# Текст
Марина Цветаева писала о Волошине: «Думаю, что Макс просто не верил в зло, не доверял его якобы простоте и убедительности: „Не все так просто, друг Горацио…“ Зло для него было… слепостью, но никогда – злом. В этом смысле он был настоящим просветителем, гениальным окулистом. Зло – бельмо, под ним – добро. Всякую занесенную для удара руку он, изумлением своим, превращал в опущенную, а бывало, и в протянутую».

«Но каждый шаг, но каждый миг таит Иных миров в себе напоминанья…»

Молодой Волошин не раз называл себя «зеркалом» или «губкой». Он жадно впитывал достижения культуры, много учился, был знаком со многими духовными деятелями своей эпохи, исследовал различные эзотерические учения. Особую роль в его жизни сыграл Рудольф Штейнер: по признанию Волошина, именно этому теософу он был обязан больше, чем кому-либо, познанием самого себя. В такой восприимчивости, в стремлении всё и всех понять таится опасность потерять себя. Однако, обладая удивительной независимостью и непредвзятостью мышления, художник никогда не становился слепым последователем какого-либо учения, а усваивал чужие теории творчески, беря из них близкое себе, переосмысливая и применяя практически.

«Я думал, что я всегда ведь тоже ждал великого учителя, но он никогда не приходил, и я видел, что я должен творить сам и что другие приходят и спрашивают меня».

Некоторые считали его посвященным, находящимся на высокой ступени тайного учения. Было ли это правдой, мы, наверное, никогда не узнаем. Нам остались свидетельства о прекрасной судьбе, запечатленные на бумаге.

# Данные
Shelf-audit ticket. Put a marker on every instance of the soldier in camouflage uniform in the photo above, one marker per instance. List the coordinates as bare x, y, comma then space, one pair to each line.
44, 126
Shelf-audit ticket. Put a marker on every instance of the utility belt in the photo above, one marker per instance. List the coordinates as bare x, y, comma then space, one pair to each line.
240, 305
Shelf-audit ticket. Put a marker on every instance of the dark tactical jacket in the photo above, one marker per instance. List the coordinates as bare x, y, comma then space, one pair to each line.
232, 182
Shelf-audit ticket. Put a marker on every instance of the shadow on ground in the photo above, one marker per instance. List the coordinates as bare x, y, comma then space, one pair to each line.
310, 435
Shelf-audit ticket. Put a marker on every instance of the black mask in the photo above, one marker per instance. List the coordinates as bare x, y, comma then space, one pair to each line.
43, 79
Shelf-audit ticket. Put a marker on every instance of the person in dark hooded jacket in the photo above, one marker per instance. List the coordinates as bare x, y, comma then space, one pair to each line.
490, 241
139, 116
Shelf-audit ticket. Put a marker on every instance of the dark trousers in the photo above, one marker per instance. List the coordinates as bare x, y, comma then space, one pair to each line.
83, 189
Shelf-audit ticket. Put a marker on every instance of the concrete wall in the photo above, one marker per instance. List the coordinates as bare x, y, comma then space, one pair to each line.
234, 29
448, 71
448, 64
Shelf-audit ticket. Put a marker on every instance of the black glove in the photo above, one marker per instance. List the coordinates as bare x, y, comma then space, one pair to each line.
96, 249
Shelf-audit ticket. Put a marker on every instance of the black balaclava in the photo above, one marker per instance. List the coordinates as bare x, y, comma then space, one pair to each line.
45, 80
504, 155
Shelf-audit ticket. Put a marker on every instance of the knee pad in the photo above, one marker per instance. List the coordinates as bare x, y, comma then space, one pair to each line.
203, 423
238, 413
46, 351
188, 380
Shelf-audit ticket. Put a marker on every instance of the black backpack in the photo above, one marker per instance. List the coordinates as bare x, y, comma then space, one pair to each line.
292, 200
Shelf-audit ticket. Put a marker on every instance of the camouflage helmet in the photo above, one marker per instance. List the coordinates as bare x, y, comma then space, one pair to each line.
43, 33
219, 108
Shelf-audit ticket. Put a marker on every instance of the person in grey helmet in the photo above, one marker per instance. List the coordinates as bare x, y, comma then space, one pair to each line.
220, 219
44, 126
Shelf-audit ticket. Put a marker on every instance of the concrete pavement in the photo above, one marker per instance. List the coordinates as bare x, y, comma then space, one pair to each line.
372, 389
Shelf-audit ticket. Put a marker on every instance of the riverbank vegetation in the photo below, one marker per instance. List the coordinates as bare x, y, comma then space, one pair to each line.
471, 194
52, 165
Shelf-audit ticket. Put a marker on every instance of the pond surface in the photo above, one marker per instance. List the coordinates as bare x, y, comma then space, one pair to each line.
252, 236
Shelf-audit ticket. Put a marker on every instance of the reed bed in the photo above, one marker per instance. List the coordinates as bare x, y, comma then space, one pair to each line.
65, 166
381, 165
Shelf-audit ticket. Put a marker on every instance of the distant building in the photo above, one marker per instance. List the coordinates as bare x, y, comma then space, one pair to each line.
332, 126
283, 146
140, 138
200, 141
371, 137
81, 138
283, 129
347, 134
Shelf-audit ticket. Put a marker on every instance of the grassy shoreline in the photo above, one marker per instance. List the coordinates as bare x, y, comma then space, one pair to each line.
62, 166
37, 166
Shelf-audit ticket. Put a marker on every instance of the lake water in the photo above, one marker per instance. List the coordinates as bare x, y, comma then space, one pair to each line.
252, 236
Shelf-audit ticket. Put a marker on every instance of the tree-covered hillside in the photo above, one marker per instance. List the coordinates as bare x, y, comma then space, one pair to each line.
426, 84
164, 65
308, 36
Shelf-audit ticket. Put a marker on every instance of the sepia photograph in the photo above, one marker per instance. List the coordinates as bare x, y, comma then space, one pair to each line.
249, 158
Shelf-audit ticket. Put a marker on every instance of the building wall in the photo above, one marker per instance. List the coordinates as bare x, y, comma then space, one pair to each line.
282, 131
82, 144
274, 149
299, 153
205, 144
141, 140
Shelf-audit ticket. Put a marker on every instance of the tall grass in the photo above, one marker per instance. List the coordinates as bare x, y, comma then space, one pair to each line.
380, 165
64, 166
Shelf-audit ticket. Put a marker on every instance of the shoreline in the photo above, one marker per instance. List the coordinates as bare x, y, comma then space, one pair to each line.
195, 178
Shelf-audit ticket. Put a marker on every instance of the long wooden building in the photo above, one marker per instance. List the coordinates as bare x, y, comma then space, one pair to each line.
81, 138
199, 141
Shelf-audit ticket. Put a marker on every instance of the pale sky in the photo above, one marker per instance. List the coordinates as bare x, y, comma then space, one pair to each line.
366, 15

...

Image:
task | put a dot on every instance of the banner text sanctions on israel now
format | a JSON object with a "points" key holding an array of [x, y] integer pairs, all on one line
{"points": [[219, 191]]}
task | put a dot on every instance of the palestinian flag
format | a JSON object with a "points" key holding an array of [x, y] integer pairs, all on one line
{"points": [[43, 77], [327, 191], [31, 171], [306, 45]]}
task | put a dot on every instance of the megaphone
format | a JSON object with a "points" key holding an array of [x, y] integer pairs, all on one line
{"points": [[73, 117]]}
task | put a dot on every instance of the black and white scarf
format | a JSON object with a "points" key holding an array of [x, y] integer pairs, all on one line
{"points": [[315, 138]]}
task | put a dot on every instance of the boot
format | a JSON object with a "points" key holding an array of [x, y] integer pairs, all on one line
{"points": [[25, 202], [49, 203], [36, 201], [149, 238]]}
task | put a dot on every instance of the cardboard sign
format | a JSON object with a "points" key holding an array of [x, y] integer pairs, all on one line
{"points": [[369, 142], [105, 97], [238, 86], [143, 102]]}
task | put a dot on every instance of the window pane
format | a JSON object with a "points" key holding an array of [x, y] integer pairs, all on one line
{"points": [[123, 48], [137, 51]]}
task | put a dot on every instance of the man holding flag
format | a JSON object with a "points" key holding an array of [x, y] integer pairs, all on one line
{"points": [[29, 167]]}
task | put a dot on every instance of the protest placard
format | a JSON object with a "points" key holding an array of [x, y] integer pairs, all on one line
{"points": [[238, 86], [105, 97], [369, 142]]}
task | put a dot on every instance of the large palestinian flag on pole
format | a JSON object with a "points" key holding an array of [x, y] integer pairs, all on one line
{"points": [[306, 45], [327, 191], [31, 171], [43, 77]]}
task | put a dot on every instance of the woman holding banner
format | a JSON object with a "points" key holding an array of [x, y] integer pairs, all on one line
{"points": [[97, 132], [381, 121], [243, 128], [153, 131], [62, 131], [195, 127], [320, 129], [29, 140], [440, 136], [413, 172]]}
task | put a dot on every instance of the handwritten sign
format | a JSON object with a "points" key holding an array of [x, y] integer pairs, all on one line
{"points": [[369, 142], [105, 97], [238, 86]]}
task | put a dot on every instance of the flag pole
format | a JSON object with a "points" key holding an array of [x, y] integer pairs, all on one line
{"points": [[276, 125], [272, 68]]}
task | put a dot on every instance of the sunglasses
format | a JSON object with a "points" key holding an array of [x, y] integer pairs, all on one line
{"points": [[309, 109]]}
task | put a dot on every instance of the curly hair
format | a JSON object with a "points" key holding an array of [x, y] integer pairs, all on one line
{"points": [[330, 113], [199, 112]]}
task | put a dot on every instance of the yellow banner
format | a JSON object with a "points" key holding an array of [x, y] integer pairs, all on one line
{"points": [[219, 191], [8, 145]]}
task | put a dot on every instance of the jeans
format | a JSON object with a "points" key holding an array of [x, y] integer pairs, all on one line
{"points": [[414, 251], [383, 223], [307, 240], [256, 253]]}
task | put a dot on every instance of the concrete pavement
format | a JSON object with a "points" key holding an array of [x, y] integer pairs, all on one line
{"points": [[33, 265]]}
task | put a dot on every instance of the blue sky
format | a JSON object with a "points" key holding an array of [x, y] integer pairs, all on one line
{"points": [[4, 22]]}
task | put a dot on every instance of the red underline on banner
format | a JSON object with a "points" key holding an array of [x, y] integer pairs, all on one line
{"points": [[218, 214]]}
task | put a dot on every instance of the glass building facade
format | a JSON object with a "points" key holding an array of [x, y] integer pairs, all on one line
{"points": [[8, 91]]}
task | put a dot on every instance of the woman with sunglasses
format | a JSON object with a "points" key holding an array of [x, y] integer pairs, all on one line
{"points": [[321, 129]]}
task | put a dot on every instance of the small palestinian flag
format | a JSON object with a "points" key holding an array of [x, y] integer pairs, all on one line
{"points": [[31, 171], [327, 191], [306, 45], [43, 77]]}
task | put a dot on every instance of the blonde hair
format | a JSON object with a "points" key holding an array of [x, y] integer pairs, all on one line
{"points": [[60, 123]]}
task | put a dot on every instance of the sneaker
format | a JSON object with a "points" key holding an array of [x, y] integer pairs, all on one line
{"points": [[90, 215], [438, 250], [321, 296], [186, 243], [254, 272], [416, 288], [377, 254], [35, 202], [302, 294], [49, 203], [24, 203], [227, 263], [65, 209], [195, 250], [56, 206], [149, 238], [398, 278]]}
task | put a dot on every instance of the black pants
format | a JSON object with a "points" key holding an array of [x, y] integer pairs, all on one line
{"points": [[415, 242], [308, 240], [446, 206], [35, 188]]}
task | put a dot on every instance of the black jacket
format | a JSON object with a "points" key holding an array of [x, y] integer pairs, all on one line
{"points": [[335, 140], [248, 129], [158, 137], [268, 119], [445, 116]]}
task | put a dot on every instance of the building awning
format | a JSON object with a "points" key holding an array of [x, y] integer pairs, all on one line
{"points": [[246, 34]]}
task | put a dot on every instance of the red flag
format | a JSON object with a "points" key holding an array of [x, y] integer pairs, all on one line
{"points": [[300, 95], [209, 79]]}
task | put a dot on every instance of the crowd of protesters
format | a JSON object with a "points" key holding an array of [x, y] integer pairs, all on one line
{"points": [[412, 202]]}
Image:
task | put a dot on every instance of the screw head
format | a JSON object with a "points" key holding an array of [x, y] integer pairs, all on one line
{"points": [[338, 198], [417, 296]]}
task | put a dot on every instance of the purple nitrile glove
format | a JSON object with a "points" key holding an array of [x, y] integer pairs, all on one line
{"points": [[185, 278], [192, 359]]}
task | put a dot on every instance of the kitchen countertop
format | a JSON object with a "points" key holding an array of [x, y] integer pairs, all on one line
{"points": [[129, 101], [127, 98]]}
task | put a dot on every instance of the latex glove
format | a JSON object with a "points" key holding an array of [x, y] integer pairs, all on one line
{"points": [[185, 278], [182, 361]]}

# Задания
- a) Перескажите абзац текста о Волошине, начинающийся словами «Молодой Волошин не раз называл себя», в виде краткого списка, сохранив его основные факты.
- b) Перепишите фрагмент текста о Волошине от слов «Некоторые считали его» до слов «запечатленные на бумаге.», заменив «тайного учения» на «эзотерического учения».

# Решения заданий
- a)
- Молодой Волошин называл себя «зеркалом» или «губкой».
- Он жадно впитывал достижения культуры, много учился, знал многих духовных деятелей своей эпохи и исследовал различные эзотерические учения.
- Особую роль в его жизни сыграл Рудольф Штейнер: по признанию Волошина, именно этому теософу он больше всего был обязан познанием самого себя.
- Такая восприимчивость таит опасность потерять себя.
- Благодаря независимости и непредвзятости мышления художник не становился слепым последователем какого-либо учения. Он творчески усваивал чужие теории: брал близкое себе, переосмыслял и применял на практике.

- b)
Некоторые считали его посвященным, находящимся на высокой ступени эзотерического учения. Было ли это правдой, мы, наверное, никогда не узнаем. Нам остались свидетельства о прекрасной судьбе, запечатленные на бумаге.